TASK GOAL:
For the word "cowboy", report how many lines of the records below contain it, and nothing more.

MATERIAL TO PROCESS:
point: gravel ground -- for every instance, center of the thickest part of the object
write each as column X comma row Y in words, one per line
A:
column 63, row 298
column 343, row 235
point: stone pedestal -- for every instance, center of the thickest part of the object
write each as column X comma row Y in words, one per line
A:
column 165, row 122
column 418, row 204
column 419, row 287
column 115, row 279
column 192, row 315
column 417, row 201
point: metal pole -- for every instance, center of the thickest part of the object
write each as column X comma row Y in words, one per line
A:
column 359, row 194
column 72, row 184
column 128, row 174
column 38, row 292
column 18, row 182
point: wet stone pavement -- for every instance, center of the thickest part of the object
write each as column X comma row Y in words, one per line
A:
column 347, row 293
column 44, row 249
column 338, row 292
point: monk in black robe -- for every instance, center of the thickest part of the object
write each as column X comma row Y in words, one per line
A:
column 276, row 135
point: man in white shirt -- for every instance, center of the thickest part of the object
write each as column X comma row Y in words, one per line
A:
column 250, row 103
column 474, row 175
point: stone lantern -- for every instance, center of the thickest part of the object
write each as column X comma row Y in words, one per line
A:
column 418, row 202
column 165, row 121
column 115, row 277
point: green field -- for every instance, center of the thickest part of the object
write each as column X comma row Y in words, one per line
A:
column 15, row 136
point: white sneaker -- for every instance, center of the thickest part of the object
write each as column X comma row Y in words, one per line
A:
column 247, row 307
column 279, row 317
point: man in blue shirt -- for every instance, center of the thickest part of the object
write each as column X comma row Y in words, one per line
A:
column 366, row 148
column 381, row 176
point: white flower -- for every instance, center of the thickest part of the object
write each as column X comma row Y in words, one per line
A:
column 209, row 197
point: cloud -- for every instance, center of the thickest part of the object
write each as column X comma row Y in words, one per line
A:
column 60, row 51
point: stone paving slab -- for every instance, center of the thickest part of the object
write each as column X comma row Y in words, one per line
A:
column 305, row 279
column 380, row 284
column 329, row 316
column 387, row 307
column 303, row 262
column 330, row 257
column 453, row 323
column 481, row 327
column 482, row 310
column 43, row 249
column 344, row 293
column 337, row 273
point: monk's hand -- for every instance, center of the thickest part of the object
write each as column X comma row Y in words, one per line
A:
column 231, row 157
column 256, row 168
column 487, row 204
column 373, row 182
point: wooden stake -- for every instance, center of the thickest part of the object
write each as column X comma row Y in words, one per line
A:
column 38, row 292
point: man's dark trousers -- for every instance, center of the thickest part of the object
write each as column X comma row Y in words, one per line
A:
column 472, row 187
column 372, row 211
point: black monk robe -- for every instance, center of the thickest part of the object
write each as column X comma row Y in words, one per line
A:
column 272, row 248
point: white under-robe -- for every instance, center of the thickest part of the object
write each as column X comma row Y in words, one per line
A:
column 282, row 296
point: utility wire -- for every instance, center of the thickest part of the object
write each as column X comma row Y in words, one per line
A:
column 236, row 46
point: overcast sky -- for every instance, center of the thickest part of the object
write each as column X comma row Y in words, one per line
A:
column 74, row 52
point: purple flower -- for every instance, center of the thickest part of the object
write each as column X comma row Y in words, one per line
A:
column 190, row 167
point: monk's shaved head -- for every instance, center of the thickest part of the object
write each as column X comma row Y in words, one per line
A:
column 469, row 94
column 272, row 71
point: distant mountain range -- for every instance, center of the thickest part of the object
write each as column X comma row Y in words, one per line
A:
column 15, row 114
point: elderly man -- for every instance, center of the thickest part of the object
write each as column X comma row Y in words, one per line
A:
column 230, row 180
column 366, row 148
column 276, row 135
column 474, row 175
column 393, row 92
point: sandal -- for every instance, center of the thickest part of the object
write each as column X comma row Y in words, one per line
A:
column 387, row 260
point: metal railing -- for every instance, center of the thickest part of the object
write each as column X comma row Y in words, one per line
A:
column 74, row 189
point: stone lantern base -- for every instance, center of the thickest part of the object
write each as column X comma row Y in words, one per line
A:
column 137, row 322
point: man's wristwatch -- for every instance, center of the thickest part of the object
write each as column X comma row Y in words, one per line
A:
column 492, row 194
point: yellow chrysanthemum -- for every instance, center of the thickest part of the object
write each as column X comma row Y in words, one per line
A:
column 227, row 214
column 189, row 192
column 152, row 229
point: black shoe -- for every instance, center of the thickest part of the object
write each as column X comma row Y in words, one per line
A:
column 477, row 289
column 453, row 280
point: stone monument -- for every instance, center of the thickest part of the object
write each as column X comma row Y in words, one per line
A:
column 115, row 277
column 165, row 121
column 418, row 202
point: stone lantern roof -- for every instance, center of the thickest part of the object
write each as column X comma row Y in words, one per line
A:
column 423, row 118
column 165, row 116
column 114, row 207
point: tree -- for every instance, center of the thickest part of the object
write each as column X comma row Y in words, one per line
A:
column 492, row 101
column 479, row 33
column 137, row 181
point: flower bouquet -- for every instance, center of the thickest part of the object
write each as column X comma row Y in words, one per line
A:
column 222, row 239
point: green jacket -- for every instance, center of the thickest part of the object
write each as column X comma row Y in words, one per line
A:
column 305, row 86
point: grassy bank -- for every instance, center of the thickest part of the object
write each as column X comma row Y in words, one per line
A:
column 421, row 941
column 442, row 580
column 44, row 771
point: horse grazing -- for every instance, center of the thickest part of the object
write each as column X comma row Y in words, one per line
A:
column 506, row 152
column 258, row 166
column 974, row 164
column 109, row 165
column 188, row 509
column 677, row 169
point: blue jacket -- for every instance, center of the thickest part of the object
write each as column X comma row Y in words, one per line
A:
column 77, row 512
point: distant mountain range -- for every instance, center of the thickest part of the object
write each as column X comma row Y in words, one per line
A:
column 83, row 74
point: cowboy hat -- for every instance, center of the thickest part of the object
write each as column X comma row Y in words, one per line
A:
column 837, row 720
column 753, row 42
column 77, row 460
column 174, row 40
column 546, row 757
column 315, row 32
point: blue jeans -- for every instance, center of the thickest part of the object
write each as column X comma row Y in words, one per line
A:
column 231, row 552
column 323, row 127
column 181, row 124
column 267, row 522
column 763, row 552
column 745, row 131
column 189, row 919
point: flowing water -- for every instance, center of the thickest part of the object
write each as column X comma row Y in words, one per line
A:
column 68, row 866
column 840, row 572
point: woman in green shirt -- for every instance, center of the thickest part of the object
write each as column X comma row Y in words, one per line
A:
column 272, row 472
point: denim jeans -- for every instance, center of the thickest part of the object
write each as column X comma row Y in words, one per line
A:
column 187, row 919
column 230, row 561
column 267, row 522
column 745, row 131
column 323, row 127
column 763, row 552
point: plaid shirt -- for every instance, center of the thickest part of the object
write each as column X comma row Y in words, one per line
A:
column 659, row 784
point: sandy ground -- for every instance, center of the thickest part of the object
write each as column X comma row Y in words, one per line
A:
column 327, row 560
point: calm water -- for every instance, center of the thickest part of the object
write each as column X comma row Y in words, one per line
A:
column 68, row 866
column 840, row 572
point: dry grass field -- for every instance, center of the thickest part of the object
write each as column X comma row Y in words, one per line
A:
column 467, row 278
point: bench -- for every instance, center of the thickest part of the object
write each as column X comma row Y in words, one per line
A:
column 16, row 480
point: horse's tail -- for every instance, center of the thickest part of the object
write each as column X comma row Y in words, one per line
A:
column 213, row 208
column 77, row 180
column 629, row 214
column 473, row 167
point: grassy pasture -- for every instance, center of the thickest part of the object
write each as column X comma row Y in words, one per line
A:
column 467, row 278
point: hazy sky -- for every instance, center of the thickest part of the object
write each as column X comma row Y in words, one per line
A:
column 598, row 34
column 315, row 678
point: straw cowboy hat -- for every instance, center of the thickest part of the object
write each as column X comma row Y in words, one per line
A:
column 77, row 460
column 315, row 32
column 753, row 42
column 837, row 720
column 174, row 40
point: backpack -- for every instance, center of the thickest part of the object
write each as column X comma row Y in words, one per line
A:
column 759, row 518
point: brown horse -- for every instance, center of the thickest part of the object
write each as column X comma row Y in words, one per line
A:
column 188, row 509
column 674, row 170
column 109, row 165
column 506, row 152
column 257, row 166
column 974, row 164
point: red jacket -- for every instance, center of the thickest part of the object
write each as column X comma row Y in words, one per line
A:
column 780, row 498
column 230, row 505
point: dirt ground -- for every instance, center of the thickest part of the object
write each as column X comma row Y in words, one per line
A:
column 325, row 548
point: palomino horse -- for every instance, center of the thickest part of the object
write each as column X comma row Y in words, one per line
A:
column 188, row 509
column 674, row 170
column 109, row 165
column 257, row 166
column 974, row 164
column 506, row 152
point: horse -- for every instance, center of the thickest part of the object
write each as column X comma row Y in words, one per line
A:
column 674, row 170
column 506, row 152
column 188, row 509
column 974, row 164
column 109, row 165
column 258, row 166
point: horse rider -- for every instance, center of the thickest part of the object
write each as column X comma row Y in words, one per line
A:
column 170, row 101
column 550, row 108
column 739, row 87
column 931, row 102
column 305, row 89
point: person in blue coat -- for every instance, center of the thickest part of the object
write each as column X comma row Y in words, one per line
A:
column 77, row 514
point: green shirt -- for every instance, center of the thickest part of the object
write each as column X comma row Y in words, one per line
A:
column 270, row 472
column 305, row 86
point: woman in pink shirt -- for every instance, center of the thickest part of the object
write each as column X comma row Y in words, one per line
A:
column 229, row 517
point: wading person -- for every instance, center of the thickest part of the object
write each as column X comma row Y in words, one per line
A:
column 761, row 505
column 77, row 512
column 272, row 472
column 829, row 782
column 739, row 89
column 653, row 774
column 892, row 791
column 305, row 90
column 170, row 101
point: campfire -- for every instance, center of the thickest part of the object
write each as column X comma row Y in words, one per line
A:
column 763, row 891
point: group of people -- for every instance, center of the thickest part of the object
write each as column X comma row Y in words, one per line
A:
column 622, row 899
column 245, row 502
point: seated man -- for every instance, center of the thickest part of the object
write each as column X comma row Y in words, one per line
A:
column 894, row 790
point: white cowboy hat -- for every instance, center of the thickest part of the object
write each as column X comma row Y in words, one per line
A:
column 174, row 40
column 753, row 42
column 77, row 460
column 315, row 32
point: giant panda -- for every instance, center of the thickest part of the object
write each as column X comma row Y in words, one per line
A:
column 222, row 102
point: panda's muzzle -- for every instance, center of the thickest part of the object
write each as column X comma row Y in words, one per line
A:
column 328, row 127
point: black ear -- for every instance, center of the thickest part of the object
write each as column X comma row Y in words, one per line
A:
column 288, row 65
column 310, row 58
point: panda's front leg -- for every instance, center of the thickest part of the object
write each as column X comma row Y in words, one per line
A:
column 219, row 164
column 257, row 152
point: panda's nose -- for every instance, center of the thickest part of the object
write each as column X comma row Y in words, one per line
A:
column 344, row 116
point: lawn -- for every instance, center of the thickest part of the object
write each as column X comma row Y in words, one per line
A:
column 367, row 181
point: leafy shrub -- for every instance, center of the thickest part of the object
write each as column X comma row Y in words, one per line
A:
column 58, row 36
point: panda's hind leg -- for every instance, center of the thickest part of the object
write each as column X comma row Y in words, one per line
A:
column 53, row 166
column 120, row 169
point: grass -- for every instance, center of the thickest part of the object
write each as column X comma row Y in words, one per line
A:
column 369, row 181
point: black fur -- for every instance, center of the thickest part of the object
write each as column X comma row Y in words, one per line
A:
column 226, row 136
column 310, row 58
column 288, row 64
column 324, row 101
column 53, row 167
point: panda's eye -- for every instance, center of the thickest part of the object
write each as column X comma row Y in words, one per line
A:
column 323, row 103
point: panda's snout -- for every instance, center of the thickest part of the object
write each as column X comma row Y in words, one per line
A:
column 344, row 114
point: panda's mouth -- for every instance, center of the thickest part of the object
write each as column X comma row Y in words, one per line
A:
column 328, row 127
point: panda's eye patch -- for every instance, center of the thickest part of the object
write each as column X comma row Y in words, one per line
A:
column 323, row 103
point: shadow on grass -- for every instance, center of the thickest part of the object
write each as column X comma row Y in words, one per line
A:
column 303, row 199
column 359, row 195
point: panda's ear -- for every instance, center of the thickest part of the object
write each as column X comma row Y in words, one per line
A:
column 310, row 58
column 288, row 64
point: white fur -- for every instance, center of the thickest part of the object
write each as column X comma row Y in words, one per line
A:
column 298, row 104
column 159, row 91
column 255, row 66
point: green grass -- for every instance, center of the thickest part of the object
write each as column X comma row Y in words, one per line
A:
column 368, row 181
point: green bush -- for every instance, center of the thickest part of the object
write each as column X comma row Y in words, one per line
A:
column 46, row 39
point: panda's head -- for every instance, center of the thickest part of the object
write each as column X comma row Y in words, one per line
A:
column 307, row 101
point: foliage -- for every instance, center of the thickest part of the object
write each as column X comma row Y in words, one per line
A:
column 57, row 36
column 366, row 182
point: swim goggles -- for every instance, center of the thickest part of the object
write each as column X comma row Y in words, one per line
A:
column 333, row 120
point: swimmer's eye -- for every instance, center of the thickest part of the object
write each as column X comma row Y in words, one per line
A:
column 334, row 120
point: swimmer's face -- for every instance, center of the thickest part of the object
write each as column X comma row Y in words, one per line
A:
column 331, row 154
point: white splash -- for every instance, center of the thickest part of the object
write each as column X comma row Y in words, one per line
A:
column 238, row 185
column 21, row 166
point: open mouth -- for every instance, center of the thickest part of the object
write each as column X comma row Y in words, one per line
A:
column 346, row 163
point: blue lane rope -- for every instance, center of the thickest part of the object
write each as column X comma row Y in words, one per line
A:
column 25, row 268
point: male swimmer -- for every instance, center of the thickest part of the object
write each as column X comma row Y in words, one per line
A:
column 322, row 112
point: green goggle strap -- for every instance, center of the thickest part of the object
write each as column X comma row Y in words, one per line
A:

TASK ANSWER:
3